--- Start ---

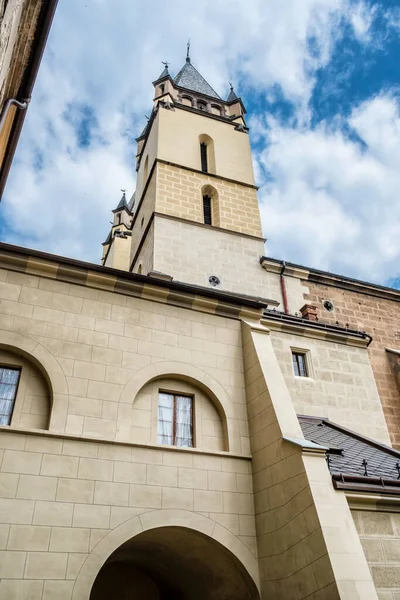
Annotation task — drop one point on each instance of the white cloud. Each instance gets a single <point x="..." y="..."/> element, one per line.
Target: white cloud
<point x="333" y="201"/>
<point x="105" y="55"/>
<point x="362" y="15"/>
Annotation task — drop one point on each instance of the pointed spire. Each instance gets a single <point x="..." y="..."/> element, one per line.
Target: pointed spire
<point x="165" y="73"/>
<point x="190" y="79"/>
<point x="122" y="203"/>
<point x="188" y="51"/>
<point x="232" y="96"/>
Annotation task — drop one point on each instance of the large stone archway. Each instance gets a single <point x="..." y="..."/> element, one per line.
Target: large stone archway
<point x="173" y="563"/>
<point x="217" y="550"/>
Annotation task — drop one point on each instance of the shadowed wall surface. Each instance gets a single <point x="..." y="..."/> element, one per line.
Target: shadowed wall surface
<point x="173" y="563"/>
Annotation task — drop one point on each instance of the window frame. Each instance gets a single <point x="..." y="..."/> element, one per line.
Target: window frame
<point x="204" y="157"/>
<point x="307" y="363"/>
<point x="174" y="423"/>
<point x="12" y="367"/>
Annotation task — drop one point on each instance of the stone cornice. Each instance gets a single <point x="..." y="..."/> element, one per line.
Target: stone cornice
<point x="311" y="329"/>
<point x="330" y="279"/>
<point x="99" y="277"/>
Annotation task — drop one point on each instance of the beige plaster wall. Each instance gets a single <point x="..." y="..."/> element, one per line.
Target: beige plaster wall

--- End ---

--- EXERCISE DIRECTIONS ---
Can you copy every line of the listing above word for word, leaving out the picture?

--- REPLY ---
Annotation task — drop one point on each instance of the white cloud. Each instance gets a single <point x="..." y="..."/> element, one per line.
Target: white cloud
<point x="333" y="201"/>
<point x="105" y="55"/>
<point x="362" y="15"/>
Annotation task — drop one point on each instance of the pointed spire. Each instance gets a single <point x="..." y="..."/> element, one per line.
Target: pointed spire
<point x="165" y="73"/>
<point x="190" y="79"/>
<point x="122" y="203"/>
<point x="188" y="51"/>
<point x="232" y="96"/>
Annotation task — drop one point on each instance of the large stone archway. Each instance gets a single <point x="..." y="..."/> element, one per line.
Target: large stone archway
<point x="173" y="563"/>
<point x="217" y="550"/>
Annotation task — drop one point on each instance of the shadowed wall surface. Each instance gets a single <point x="..." y="..."/> element, one per line.
Target: shadowed wall surface
<point x="173" y="563"/>
Annotation task — drop one point on each instance of the window frame. Each instance gets a single <point x="..." y="..."/> element, one per line.
Target: window frame
<point x="204" y="157"/>
<point x="307" y="363"/>
<point x="174" y="423"/>
<point x="12" y="367"/>
Annotation task — drop one point on each instance of the stone cornice. Each instance gets a single <point x="..." y="..."/> element, one per line.
Target: stone cornice
<point x="311" y="329"/>
<point x="330" y="279"/>
<point x="99" y="277"/>
Annotation task — drop one point on each instance of the beige plaster wall. Each instance gets a single <point x="..." y="..."/> element, one per line.
Target: beige plaster wall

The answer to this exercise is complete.